Ao dar início a um novo projeto, você planeja tudo antes ou apenas deixa fluir? Qual o mais difícil, escrever a primeira ou a última frase?
O único projeto para o qual elaborei algum esboço é exatamente este que se arrasta há anos. Meus três romances publicados se escreveram à revelia de qualquer planejamento inicial. Evidente que alguma ideia sempre esteve presente, cintilante, mas apenas a escrita determina onde ela vai entrar. N’A casa das marionetes fui surpreendido pela cena final. Levei algum tempo pra perceber que a história chegara ao fim. Saí do computador e caminhei meio atônito pela casa. Só depois fomos nos pacificando: eu e a narrativa. As pessoas dos livros têm alma, trajetória, mas a história estava concluída. O resto seria por conta do leitor, para quem passei as cordas das marionetes depois do ponto final.

————

**Exercício**:
Por favor, transcreva na íntegra o texto fornecido acima, sem mudar nenhuma palavra nem a pontuação.

**Dados para análise**:
————

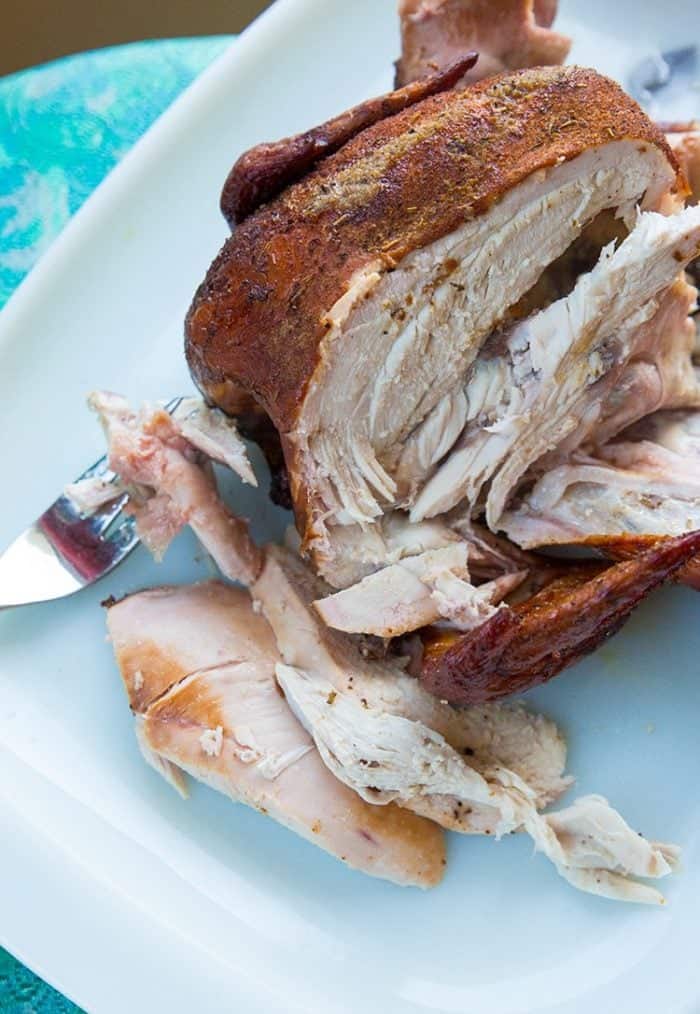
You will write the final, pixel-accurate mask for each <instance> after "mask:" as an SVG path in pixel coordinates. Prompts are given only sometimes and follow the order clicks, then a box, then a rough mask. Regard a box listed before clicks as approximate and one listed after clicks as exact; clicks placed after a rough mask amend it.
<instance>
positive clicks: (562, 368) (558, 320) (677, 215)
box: [412, 209, 700, 530]
mask: <svg viewBox="0 0 700 1014" xmlns="http://www.w3.org/2000/svg"><path fill="white" fill-rule="evenodd" d="M699 246H700V209H688V210H686V211H684V212H680V213H679V214H678V215H674V216H671V217H667V216H663V215H658V214H655V213H650V212H649V213H646V214H642V215H640V217H639V220H638V222H637V225H636V226H635V228H634V229H633V231H632V232H631V233H630V235H629V236H628V237H627V239H625V240H624V241H623V242H622V243H621V244H620V246H618V247H617V248H615V246H614V245H613V244H611V245H609V246H607V247H606V248H605V249H604V251H603V253H602V255H601V259H600V261H599V263H598V265H597V266H596V268H594V269H593V270H592V271H591V272H589V273H588V274H586V275H583V276H581V278H579V280H578V282H577V283H576V285H575V287H574V289H573V291H572V292H571V293H570V295H568V296H566V297H565V298H563V299H560V300H557V301H556V302H554V303H551V304H550V305H549V306H548V307H547V308H546V309H544V310H541V311H540V312H539V313H536V314H535V315H534V316H532V317H530V318H528V319H526V320H523V321H522V322H520V323H517V324H516V325H515V327H514V328H513V329H512V330H511V331H510V332H509V333H506V335H505V336H503V338H502V339H500V340H499V342H498V350H497V351H496V352H495V353H494V351H493V350H492V349H490V348H488V347H487V348H486V349H485V350H483V351H482V353H481V354H480V355H479V357H478V359H477V361H476V362H475V364H474V367H473V369H472V371H471V373H470V376H469V378H468V382H467V385H466V394H467V401H468V404H469V410H468V415H467V424H466V426H465V429H464V431H463V434H462V436H461V437H460V439H459V440H458V442H457V444H456V445H454V448H453V449H452V451H450V453H449V455H448V456H447V458H446V460H445V461H444V463H443V464H442V465H440V467H439V468H438V469H437V472H436V473H435V475H434V476H433V477H432V478H431V479H430V480H429V481H428V483H427V484H426V486H425V487H424V489H423V490H422V491H421V493H420V495H419V496H418V498H417V500H416V503H415V505H414V507H413V509H412V517H415V519H416V520H421V519H422V518H424V517H431V516H434V515H436V514H440V513H444V512H445V511H447V510H449V509H450V508H451V507H453V506H454V505H456V504H457V503H460V502H461V501H462V500H466V501H467V504H468V505H469V506H470V507H472V508H476V507H477V505H478V504H479V502H480V498H481V496H482V493H483V491H484V489H485V487H486V486H487V484H488V486H489V488H488V492H487V493H486V499H485V507H486V518H487V522H488V524H489V527H491V528H492V529H493V530H496V529H497V527H498V522H499V518H500V516H501V514H502V513H503V510H504V509H505V506H506V503H507V501H508V499H509V497H510V495H511V494H512V492H513V490H514V489H515V487H516V486H517V484H518V482H519V481H520V479H521V478H522V477H523V476H524V475H526V473H527V472H528V470H529V468H530V467H531V466H532V465H533V464H535V462H537V461H538V460H539V459H540V458H541V457H542V456H543V455H545V454H546V453H547V452H548V451H552V450H553V449H554V448H557V447H558V446H560V445H561V444H562V443H563V442H564V441H567V440H569V441H570V439H571V437H572V436H573V435H576V434H578V435H582V434H583V430H582V429H581V426H582V424H583V426H584V427H587V428H588V429H589V427H590V426H591V420H596V419H598V418H600V416H601V414H602V412H603V405H604V403H605V402H606V401H609V399H610V395H611V381H614V380H615V379H616V378H617V376H618V375H619V369H618V368H619V367H620V365H621V364H625V363H627V362H629V360H630V359H631V357H632V355H633V354H634V353H636V352H637V350H638V349H639V351H644V349H645V348H646V346H648V344H649V337H648V332H647V331H645V329H644V328H643V324H645V323H646V322H647V321H649V320H651V318H652V317H653V316H654V315H655V314H656V312H657V310H658V307H659V298H662V297H663V294H664V293H666V292H667V290H668V289H669V287H670V286H672V285H673V284H674V280H675V279H676V278H677V276H678V270H679V265H683V264H685V263H687V262H688V261H689V260H690V259H691V258H692V257H693V256H694V253H695V252H696V251H697V249H698V247H699ZM678 284H679V285H685V283H678ZM670 298H672V297H670ZM501 349H502V352H501ZM683 352H684V350H683V348H681V349H680V350H679V349H677V350H676V351H675V353H672V354H671V355H670V356H669V359H670V360H671V365H670V367H669V372H671V373H672V374H673V371H674V370H675V369H676V366H675V363H676V356H678V357H679V359H680V360H681V363H682V370H683V372H682V376H681V382H680V386H681V389H682V392H683V393H684V394H685V392H686V388H687V386H690V387H691V388H692V390H691V395H692V397H693V400H694V401H697V397H698V392H697V384H696V382H695V375H694V373H693V370H692V367H691V362H690V354H689V353H690V348H689V343H686V350H685V358H682V357H683ZM631 369H632V370H634V364H632V365H631ZM688 374H689V375H690V376H689V379H688V380H687V379H686V377H687V375H688ZM633 375H634V374H633ZM635 380H637V377H636V375H635ZM637 382H638V381H637Z"/></svg>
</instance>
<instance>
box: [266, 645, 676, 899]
mask: <svg viewBox="0 0 700 1014" xmlns="http://www.w3.org/2000/svg"><path fill="white" fill-rule="evenodd" d="M276 671H277V678H278V680H279V682H280V684H281V685H282V687H283V690H284V692H285V695H286V697H287V700H288V701H289V703H290V705H291V707H292V709H293V711H294V713H295V714H296V715H297V716H298V717H299V719H300V721H302V722H303V723H304V725H305V726H306V727H307V728H308V729H309V730H310V731H311V733H312V735H313V739H314V742H316V744H317V746H318V747H319V750H320V751H321V754H322V756H323V757H324V761H325V762H326V764H327V765H328V766H329V768H330V769H331V771H333V772H334V774H335V775H336V776H337V777H338V778H340V779H342V780H343V781H344V782H345V784H346V785H348V786H350V787H352V788H353V789H355V791H356V792H359V793H360V794H361V795H363V797H364V798H366V799H372V800H374V801H383V802H399V803H401V804H402V805H408V806H413V807H414V808H417V809H418V811H419V812H420V810H421V809H422V808H423V807H422V806H421V802H422V801H425V802H426V803H428V805H426V806H425V810H426V811H427V812H431V807H430V805H429V801H430V799H431V797H432V796H437V797H438V798H439V797H445V796H447V797H450V796H451V797H453V798H454V799H456V800H458V801H459V802H460V803H461V804H462V806H463V807H464V806H467V807H470V806H472V807H479V808H481V809H483V810H486V811H489V810H490V811H491V813H492V814H493V816H492V819H493V826H492V832H493V834H494V835H495V837H496V838H501V837H502V836H503V835H507V834H510V832H511V831H514V830H526V831H527V832H528V834H529V835H530V836H531V837H532V839H533V841H534V842H535V845H536V847H537V849H538V850H539V851H541V852H543V853H544V854H545V855H546V856H547V857H548V858H549V859H550V860H551V861H552V862H553V863H554V865H555V867H556V869H557V871H558V872H559V873H560V874H561V875H562V876H563V877H564V878H565V879H566V880H568V881H569V882H570V883H572V884H573V885H574V886H576V887H578V888H580V889H581V890H585V891H589V892H590V893H593V894H602V895H604V896H606V897H611V898H616V899H618V900H624V901H638V902H643V903H652V904H653V903H662V900H663V898H662V896H661V895H660V894H659V892H658V891H657V890H656V889H655V888H653V887H650V886H649V885H647V884H643V883H640V882H639V881H637V880H636V879H635V878H637V877H654V878H655V877H663V876H667V875H668V874H669V873H671V872H672V871H673V869H674V868H675V866H676V865H677V861H678V858H679V853H678V850H677V849H676V848H675V847H674V846H668V845H661V844H658V843H653V842H647V841H646V840H644V839H643V838H641V837H640V836H639V835H637V834H636V832H635V831H634V830H632V828H631V827H629V825H628V824H626V823H625V821H624V820H623V819H622V817H621V816H620V815H619V813H617V812H616V811H615V810H614V809H612V807H611V806H610V804H609V803H608V801H607V800H605V799H603V798H602V797H601V796H584V797H581V798H580V799H577V800H576V802H575V803H574V804H573V806H571V807H567V808H566V809H564V810H561V811H560V812H559V813H555V814H551V815H550V814H547V815H543V814H540V813H538V810H537V806H536V804H535V793H534V792H533V790H532V789H531V788H530V787H529V786H528V785H527V783H524V782H522V781H521V779H519V778H518V777H517V776H516V775H515V774H514V773H513V772H511V771H508V770H507V769H501V768H499V767H494V768H493V769H491V770H488V769H487V770H485V771H484V772H483V773H482V774H480V773H478V772H477V771H475V770H474V769H473V768H472V767H471V766H470V765H469V764H468V763H467V762H466V761H465V758H464V757H463V756H461V755H460V754H459V753H458V752H457V751H456V750H454V749H452V748H451V747H450V746H449V745H448V744H447V743H446V742H445V740H444V739H443V737H442V736H440V735H439V734H438V733H435V732H432V731H431V730H429V729H427V728H426V727H425V726H422V725H421V724H420V723H416V722H411V721H409V720H407V719H405V718H402V717H400V716H397V715H392V714H388V713H386V712H381V711H379V710H375V709H365V708H363V707H362V706H361V705H360V704H359V703H358V702H357V701H356V700H355V698H354V696H353V695H349V694H343V693H341V694H337V696H336V697H333V693H334V687H333V684H332V683H329V682H328V680H326V679H324V678H323V676H321V675H319V674H312V673H309V672H307V671H304V670H299V669H294V668H292V667H291V666H288V665H284V664H278V665H277V668H276ZM329 702H330V703H329ZM415 801H418V806H417V807H415ZM486 832H487V834H488V832H489V831H488V829H487V831H486Z"/></svg>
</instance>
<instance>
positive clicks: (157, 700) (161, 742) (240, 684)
mask: <svg viewBox="0 0 700 1014" xmlns="http://www.w3.org/2000/svg"><path fill="white" fill-rule="evenodd" d="M108 625H109V629H110V634H111V637H112V641H113V644H114V648H115V652H116V655H117V660H118V663H119V665H120V669H121V672H122V676H123V678H124V682H125V685H126V689H127V693H128V695H129V701H130V704H131V707H132V710H133V711H134V712H135V713H136V716H137V734H138V737H139V741H140V745H141V747H142V749H143V750H144V754H145V756H146V758H147V759H148V761H149V763H151V764H152V765H153V766H154V767H155V768H156V769H157V770H158V771H160V773H161V774H163V775H164V776H165V777H166V778H167V779H168V781H171V782H174V783H176V785H177V786H178V787H180V786H181V785H182V782H181V781H179V779H180V780H182V772H183V771H185V772H187V773H189V774H190V775H192V776H193V777H194V778H197V779H199V780H201V781H203V782H205V783H206V784H207V785H210V786H211V787H212V788H215V789H217V790H218V791H220V792H222V793H224V794H225V795H227V796H230V797H231V798H232V799H233V800H235V801H237V802H242V803H246V804H247V805H249V806H253V807H254V808H256V809H258V810H260V812H262V813H266V814H268V815H269V816H271V817H272V818H273V819H275V820H278V821H279V822H280V823H282V824H284V825H285V826H287V827H289V828H290V829H291V830H294V831H295V832H296V834H298V835H300V836H301V837H302V838H305V839H306V840H307V841H309V842H311V843H313V844H314V845H317V846H319V847H320V848H322V849H325V850H326V851H327V852H330V853H331V854H332V855H334V856H336V857H338V858H339V859H341V860H342V861H343V862H345V863H347V864H348V865H349V866H352V867H354V868H355V869H359V870H362V871H363V872H365V873H368V874H370V875H372V876H376V877H382V878H386V879H389V880H393V881H396V882H398V883H401V884H408V885H415V886H420V887H430V886H432V885H434V884H436V883H437V882H438V881H439V880H440V878H441V876H442V873H443V869H444V864H445V859H444V845H443V841H442V835H441V831H440V830H439V828H438V827H437V826H436V825H435V824H434V823H432V822H431V821H429V820H426V819H424V818H422V817H419V816H416V815H414V814H413V813H410V812H409V811H407V810H405V809H400V808H399V807H398V806H394V805H390V806H371V805H369V804H368V803H366V802H364V801H363V800H362V799H360V797H359V796H358V795H357V794H356V793H354V792H353V791H352V790H351V789H349V788H347V787H346V786H345V785H343V784H342V783H341V782H339V781H337V780H336V779H335V778H334V776H333V775H332V774H331V773H330V772H329V771H328V770H327V768H326V767H325V765H324V764H323V762H322V759H321V757H320V755H319V753H318V751H317V749H316V747H314V745H313V741H312V739H311V737H310V736H309V735H308V733H306V732H305V730H304V729H303V728H302V726H301V725H300V724H299V723H298V721H297V720H296V719H295V718H294V716H293V715H292V713H291V711H290V710H289V708H288V706H287V703H286V701H285V699H284V697H283V695H282V693H281V692H280V690H279V687H278V685H277V682H276V678H275V665H276V664H278V663H279V662H280V655H279V653H278V651H277V646H276V643H275V638H274V635H273V633H272V630H271V629H270V627H269V626H268V624H267V622H266V621H265V620H264V619H263V617H262V615H261V614H260V613H259V612H256V611H255V609H254V607H253V603H252V601H251V599H250V597H249V595H248V593H247V592H243V591H242V590H240V589H236V588H231V587H229V586H226V585H222V584H219V583H215V582H211V583H208V584H202V585H193V586H185V587H178V588H157V589H153V590H150V591H145V592H141V593H139V594H137V595H132V596H130V597H129V598H127V599H125V600H124V601H122V602H119V603H118V604H116V605H113V606H112V607H111V608H110V610H109V613H108Z"/></svg>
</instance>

————

**Resultado abaixo**:
Ao dar início a um novo projeto, você planeja tudo antes ou apenas deixa fluir? Qual o mais difícil, escrever a primeira ou a última frase?
O único projeto para o qual elaborei algum esboço é exatamente este que se arrasta há anos. Meus três romances publicados se escreveram à revelia de qualquer planejamento inicial. Evidente que alguma ideia sempre esteve presente, cintilante, mas apenas a escrita determina onde ela vai entrar. N’A casa das marionetes fui surpreendido pela cena final. Levei algum tempo pra perceber que a história chegara ao fim. Saí do computador e caminhei meio atônito pela casa. Só depois fomos nos pacificando: eu e a narrativa. As pessoas dos livros têm alma, trajetória, mas a história estava concluída. O resto seria por conta do leitor, para quem passei as cordas das marionetes depois do ponto final.